QUOTED PASSAGE:
---
2. backend/cpp/turboquant/patch-grpc-server.sh: two new patch steps applied
   to the per-flavor build copy at turboquant-<flavor>-build/grpc-server.cpp:
   - substitute `ctx_server.impl->model_tgt` -> `ctx_server.impl->model`
   - inject `#define LOCALAI_LEGACY_LLAMA_CPP_SPEC 1` before the first
     `#include`, so the guarded blocks above drop out for the fork build.

   Both patches are idempotent and follow the existing sed/awk pattern in
   this script (KV cache types, `get_media_marker`, flat speculative
   renames). Stock llama-cpp's `grpc-server.cpp` is never touched.

Drop both legacy patches once the turboquant fork rebases past
ggml-org/llama.cpp#22397 / #22838.

Signed-off-by: Ettore Di Giacinto <mudler@localai.io>

* fix(turboquant): close draft_ctx_size brace inside legacy guard

The previous turboquant fix wrapped the new option-handler blocks in
`#ifndef LOCALAI_LEGACY_LLAMA_CPP_SPEC ... #endif` but placed the guard
in the middle of an `else if` chain — the `} else if` openings of the
new blocks were responsible for closing the previous block's brace.
With the macro defined the new blocks vanish, draft_ctx_size's `{`
loses its closer, the for-loop's `}` is consumed instead, and the
file ends with a stray opening brace — clang reports it as
`function-definition is not allowed here before '{'` on the next
top-level `int main(...)` and `expected '}' at end of input`.

Move the chain split inside the draft_ctx_size branch:

    } else if (... "draft_ctx_size") {
        // ...
#ifdef LOCALAI_LEGACY_LLAMA_CPP_SPEC
    }                                  // legacy: chain ends here
#else
    } else if (... "spec_ngram_mod_n_min") {  // modern: chain continues
        ...
    } else if (... "draft_override_tensor") {
        ...
    }                                  // closes last branch
#endif
    }                                  // closes for-loop

Brace count is now balanced under both preprocessor branches (verified
with `tr -cd '{' | wc -c` against the patched and unpatched outputs).

Local `make docker-build-turboquant` builds the linux/amd64 cpu-llama-cpp
`turboquant-avx` variant cleanly.

Signed-off-by: Ettore Di Giacinto <mudler@localai.io>

* fix(ci): forward AMDGPU_TARGETS into Dockerfile.turboquant builder-prebuilt

Dockerfile.turboquant's `builder-prebuilt` stage was missing the
`ARG AMDGPU_TARGETS` / `ENV AMDGPU_TARGETS=${AMDGPU_TARGETS}` pair that
`builder-fromsource` already has (and that `Dockerfile.llama-cpp`
mirrors across both stages). When CI uses the prebuilt base image
(quay.io/go-skynet/ci-cache:base-grpc-*, the common path) the build-arg
passed by the workflow never reaches the env inside the compile stage.
---
JOBS:
[1] Decide whether each statement agrees with the commit messages, answering yes or no and quoting the words that settle it: (a) Stock llama-cpp's grpc-server.cpp is also patched. (b) The brace count was checked with a tr and wc command. (c) The builder-fromsource stage lacked the AMDGPU_TARGETS pair.
[2] Answer these questions from the commit messages:
(a) What line is injected before the first `#include`?
(b) Which make command builds the `turboquant-avx` variant?
(c) What prebuilt base image does CI use on the common path?
The rows play no part in this work.
---
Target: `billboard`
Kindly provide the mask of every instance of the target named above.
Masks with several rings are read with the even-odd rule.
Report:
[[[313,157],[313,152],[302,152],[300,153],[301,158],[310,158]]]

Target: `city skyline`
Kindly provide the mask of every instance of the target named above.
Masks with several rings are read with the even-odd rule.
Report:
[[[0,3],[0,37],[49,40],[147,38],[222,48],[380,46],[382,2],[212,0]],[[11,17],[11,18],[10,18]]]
---
TASK ANSWERS:
[1]
(a) No: "Stock llama-cpp's `grpc-server.cpp` is never touched."
(b) Yes: "verified with `tr -cd '{' | wc -c` against the patched and unpatched outputs"
(c) No: "that `builder-fromsource` already has"

[2]
(a) `#define LOCALAI_LEGACY_LLAMA_CPP_SPEC 1`
(b) `make docker-build-turboquant`
(c) quay.io/go-skynet/ci-cache:base-grpc-*